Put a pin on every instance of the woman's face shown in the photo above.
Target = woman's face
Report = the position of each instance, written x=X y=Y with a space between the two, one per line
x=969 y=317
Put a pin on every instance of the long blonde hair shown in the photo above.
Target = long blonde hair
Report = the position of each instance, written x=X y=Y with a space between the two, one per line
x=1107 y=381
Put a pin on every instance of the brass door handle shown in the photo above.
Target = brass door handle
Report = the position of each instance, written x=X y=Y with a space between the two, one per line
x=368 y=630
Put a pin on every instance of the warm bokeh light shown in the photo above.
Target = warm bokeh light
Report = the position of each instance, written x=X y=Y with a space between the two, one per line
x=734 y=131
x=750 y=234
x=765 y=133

====================

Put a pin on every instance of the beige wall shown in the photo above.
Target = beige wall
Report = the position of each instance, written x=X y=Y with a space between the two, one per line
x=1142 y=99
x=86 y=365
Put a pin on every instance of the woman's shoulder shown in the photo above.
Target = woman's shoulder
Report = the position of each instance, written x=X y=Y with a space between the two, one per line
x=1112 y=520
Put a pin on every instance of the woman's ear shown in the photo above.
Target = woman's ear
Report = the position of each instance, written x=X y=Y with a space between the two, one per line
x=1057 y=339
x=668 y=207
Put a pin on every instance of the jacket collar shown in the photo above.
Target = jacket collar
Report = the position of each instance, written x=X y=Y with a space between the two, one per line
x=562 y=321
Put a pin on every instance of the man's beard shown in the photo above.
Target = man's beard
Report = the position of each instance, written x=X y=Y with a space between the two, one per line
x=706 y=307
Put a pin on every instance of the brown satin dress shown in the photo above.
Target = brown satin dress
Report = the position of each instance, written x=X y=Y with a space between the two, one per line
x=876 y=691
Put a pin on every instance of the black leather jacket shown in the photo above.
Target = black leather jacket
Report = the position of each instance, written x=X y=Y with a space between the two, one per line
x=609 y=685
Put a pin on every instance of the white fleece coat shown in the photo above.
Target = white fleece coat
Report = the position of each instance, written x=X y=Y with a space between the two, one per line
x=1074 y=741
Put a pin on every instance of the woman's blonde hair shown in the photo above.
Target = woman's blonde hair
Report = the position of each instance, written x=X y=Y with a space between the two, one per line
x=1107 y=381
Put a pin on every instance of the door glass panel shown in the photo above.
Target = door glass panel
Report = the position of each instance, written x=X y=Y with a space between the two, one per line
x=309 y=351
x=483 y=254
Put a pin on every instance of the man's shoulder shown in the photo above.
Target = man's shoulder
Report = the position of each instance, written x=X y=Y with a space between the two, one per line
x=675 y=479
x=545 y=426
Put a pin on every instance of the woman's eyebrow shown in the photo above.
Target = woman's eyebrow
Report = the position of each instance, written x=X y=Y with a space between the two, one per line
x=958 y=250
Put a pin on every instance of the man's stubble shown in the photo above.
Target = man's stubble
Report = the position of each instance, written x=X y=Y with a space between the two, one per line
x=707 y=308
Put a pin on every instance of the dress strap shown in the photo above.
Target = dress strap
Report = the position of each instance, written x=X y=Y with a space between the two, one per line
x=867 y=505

====================

Reproduce the rows word for word, everything from the line containing "Put a pin on every instance of the man's shoulder" down to the line containing "x=867 y=505", including both of those lines.

Put a pin on every instance of the man's shoulder shown in the photo above.
Target = man's shoulder
Report = the position of each instance, written x=X y=Y with a space between the two, one per line
x=675 y=479
x=545 y=426
Put a pin on every instance of the woman's eyebrow shown in the photo above.
Target = woman's eyebrow
Report = the position of each instance, written x=X y=Y with a space between the two, one per line
x=958 y=250
Put a pin on every instance of the man's stubble shown in the photo above.
Target = man's stubble
Report = the position of each instance, written x=X y=Y with a space between the two, one per line
x=707 y=308
Put a pin on every instance of the dress strap shown in the photo above.
Target = dress strap
Report = the position of each instance, written x=X y=Y with a space between the two, one per line
x=867 y=505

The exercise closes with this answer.